Data items:

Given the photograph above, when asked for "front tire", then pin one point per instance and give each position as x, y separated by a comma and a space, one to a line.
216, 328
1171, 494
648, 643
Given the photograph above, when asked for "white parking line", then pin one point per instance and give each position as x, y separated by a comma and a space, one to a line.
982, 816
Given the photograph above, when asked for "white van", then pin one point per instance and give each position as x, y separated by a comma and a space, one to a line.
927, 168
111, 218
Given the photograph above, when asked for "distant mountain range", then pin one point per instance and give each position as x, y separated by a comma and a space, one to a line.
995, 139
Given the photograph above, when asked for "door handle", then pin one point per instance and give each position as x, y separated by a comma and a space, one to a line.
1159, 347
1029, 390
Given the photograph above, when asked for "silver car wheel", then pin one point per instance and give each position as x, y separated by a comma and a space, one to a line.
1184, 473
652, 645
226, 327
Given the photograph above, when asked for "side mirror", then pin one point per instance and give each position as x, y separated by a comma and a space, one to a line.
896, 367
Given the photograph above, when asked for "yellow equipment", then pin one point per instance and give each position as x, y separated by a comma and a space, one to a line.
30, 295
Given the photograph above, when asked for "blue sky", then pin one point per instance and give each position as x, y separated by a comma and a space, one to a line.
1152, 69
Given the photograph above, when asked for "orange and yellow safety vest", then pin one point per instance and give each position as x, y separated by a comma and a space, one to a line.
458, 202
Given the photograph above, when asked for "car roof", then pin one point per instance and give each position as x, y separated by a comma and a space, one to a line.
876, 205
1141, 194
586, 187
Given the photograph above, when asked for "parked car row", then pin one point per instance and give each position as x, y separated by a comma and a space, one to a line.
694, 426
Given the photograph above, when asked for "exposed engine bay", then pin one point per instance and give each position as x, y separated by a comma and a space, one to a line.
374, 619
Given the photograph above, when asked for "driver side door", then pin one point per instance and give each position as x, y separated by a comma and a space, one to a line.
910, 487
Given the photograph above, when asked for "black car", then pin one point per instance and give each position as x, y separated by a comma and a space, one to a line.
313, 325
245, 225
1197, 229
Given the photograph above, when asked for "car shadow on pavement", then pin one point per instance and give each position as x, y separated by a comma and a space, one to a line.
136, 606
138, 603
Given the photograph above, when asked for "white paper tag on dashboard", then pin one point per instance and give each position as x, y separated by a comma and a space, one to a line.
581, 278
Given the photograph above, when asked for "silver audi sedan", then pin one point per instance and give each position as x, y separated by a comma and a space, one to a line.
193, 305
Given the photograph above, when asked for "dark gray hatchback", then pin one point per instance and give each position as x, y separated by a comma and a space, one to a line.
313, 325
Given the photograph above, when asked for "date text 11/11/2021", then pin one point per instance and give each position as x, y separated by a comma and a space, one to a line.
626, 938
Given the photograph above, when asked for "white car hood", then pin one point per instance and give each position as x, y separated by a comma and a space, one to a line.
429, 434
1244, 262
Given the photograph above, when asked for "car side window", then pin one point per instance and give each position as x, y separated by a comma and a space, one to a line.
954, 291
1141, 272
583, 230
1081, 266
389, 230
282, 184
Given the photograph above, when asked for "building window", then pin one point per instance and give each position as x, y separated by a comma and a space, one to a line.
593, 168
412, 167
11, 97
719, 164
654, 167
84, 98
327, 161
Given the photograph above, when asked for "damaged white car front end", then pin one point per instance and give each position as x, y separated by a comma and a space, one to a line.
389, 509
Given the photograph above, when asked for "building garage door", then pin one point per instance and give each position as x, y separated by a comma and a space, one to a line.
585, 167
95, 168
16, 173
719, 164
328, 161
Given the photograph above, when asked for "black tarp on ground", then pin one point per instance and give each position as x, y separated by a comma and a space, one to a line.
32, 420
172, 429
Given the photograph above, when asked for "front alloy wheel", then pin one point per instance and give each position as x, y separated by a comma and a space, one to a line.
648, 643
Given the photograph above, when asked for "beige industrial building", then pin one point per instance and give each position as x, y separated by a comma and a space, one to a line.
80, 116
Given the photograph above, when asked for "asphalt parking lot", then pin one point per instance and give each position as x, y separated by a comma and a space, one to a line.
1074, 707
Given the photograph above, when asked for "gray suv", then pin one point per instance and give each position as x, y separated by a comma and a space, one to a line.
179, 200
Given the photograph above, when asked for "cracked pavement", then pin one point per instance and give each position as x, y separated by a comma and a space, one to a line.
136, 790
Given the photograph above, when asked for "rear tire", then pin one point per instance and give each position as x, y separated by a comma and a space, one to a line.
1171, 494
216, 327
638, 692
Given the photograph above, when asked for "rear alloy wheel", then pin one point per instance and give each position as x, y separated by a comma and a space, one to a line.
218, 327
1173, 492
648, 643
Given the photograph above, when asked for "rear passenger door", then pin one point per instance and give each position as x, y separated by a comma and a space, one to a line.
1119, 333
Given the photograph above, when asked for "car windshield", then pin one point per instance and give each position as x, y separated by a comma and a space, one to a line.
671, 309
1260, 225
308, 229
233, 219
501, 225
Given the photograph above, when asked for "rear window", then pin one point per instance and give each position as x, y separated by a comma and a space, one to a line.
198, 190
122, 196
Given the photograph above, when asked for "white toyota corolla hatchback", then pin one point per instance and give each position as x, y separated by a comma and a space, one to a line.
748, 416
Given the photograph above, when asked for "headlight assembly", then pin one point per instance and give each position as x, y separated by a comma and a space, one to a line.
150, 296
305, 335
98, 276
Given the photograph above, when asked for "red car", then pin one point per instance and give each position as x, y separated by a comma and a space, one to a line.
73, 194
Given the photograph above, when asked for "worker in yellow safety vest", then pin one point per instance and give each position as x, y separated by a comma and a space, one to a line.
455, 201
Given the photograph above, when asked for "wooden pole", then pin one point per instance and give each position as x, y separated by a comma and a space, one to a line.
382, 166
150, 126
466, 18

PROBLEM REQUIREMENTS.
Extract the full listing and reproduce each line exactly.

CORRECT OUTPUT.
Given the photograph above, when asked for "front tire", then pin one point per instance and give each position as x, y separated by a comma and a space, one to a line.
216, 328
1171, 494
648, 643
Given the photograph above, when asked for "white parking line", then pin one point per instance and give each position as x, y separated by a comma and a space, one to a line.
982, 816
Given the photograph above, when asked for "white van", then pin one point per instance and give each position as x, y separated by a comma and a space, one to a line.
927, 168
111, 218
Given the photograph above, when asked for "distant mountain range", then pin one point per instance and give each position as x, y separated by a comma and a space, one to a line.
995, 139
Given the photograph above, when asked for "door handle", then pin one point per instance and give each position as x, y separated by a comma and a space, one to a line.
1159, 347
1029, 390
Given the photograph above, when asked for "silver car wheel", then pin one point per instance and give each position as x, y separated by a comma and a space, one to a line.
1184, 473
652, 645
226, 327
Given the photograph above, when asked for "side mirror", then pin one point per instance and give each position as x, y separated by a comma and a space, one to a line.
896, 367
Given the photograph above, when asked for "yellow equipment", then pin one point per instance and give each position as x, y separated by a comma and a space, one to a line.
30, 295
Given the photograph above, when asked for "blue sky", then pin one point per instance and give each position as x, y separated by a comma and a space, one to a line.
1152, 69
Given the photograph above, when asked for "orange and yellow safety vest", then pin one point per instance and give each position as x, y separated by a comma and a space, one to a line.
458, 202
Given the photograph above, when asked for "car roof", then pin one point per instance and give each position as x, y separated by a comma and a space, one to a line.
876, 205
1141, 194
586, 187
Given the photograph above, when asked for "parked car row", then pin one point per instance and give each position as x, y separated by a comma and a space, one to a line.
694, 426
Given the photograph above, when asked for "exposed engine bay", then pin one point per instance and give each position as x, y separated by a comma and a space, one to a line.
374, 619
Given the photograph above, when asked for "driver side door", then pin one point per instance and give each position as x, y separated by a comma and a space, one to a line.
910, 487
Given the photograph above, when asked for "black car", then pin one point per instance and give each position as x, y separated by a comma and a space, one to a line.
313, 325
245, 225
1197, 229
Given the photograph above, when asked for "car shadow on pavement", then pin one point per instance and give each position as x, y separated by a comma and a space, one to a line.
136, 606
138, 603
Given the photograph above, when asked for "white paper tag on dashboard", then pin one point per instance and give each position as x, y separated by a comma and a space, one to a line.
581, 278
Given the photograph above, when asked for "silver audi sedan", then pin one point per instance and give each position as x, y separated by a comma and a space, one to a line.
193, 305
Given the photograph above, when asked for "dark gray hatchback", then pin one point per instance and give each position as x, y separated by a comma and a space, one to a line.
313, 325
Given the photograph above, when asked for "date text 11/11/2021", then pin one point per instance and give each position as x, y separated by a comma and a space, one to a line.
626, 938
Given the photograph above, when asked for "white car hood", then pin one point per instance and give each position as x, y separated by a comma and a space, one to a line.
429, 434
1244, 262
Given the photograph above, when asked for "car side window", then pin one point per instance and give each position as x, y separated by a comma and a space, one to a line.
954, 291
1141, 272
583, 230
1081, 266
389, 230
282, 184
Given the photograph above, when asked for "building window", then pin one point per instance and give each position as x, y separated by a comma and a space, one to a line.
593, 168
412, 167
11, 97
719, 164
654, 167
84, 98
327, 161
Given the photograph above, when asked for "damaged white car front end", then pin one point per instance and give each position as x, y separated by a comma and a space, one to a line.
389, 509
Given the photograph above, when asked for "building garage door", then pin one point per instance and give each position as x, y separated by a comma and a space, one to a line.
585, 167
95, 168
16, 173
719, 164
328, 161
Given the photograph above, when asked for "black tarp on ground", then pin one point per instance and give each position as x, y separated by a comma and a space, one to a line.
32, 420
172, 429
Given the photograph above, when asked for "front alloy wheel", then pin one point per instance and give each position as x, y separated by a comma and a space, one to a line.
648, 643
Given the photograph above, when asked for "beige industrial building", then pin one point per instance and give each position as x, y separated by a comma and a space, one to a line.
80, 116
Given the photograph above, when asked for "asphalt parking lot", then pin one point per instance and give each position as x, y separated by a comma and a space, one to a line.
1074, 707
Given the photograph above, when asked for "gray suv", then pin one point per instance and give each position as x, y separated by a comma and a space, one to a line.
179, 200
Given the photograph above, when asked for "cracked pavement", then pin one point per instance and give each position as x, y separated by a comma and a space, one to a line.
136, 790
Given the photograph above, when asked for "rear tire", then pin one point per instance and give each position as x, y separated by a comma and a space, one to a line.
1171, 494
216, 327
638, 692
Given the photograph above, when asked for "rear alloy wheel", then pin one point per instance and give each position as x, y separated by a comma and a space, one to a line.
218, 327
1173, 492
648, 643
Given the photograph above, when asked for "rear passenger door", then pin one point per instance and give each position as x, y separated by a comma and a space, one to a line.
1119, 333
Given the photograph above, when asked for "car windshield", then pin one point per instance and give each position as x, y separated by a comma and a space, one to a line.
671, 309
1260, 225
308, 229
233, 219
501, 225
Given the photograph above, when asked for "rear window", then pin one point per instance and give each position as x, y separated by a comma and a space, one to a line.
198, 190
122, 196
Given the photograph above, when asked for "white toyota corolla hatchback", then pin one point per instance and give each position as x, y separated by a comma and a space, one to a line.
748, 416
Given the photograph above, when asked for "headlight assembly", then pin one point per instance and give each position as x, y separated by a comma and a space, one to a line.
150, 296
305, 335
98, 276
Given the photograph above, when asked for "red car", then pin one point per instance and give each position as x, y separated by a comma and a space, one to a line.
73, 194
Given the photograph above, when asked for "worker in yellow safety vest", then pin one point per instance and give each position as x, y separated by a comma and a space, one to a line.
455, 201
Given the photograph above, when asked for "wooden pole", then pin one point per instance and give each position as x, y separated by a comma and a space, one to a line.
382, 166
150, 126
466, 18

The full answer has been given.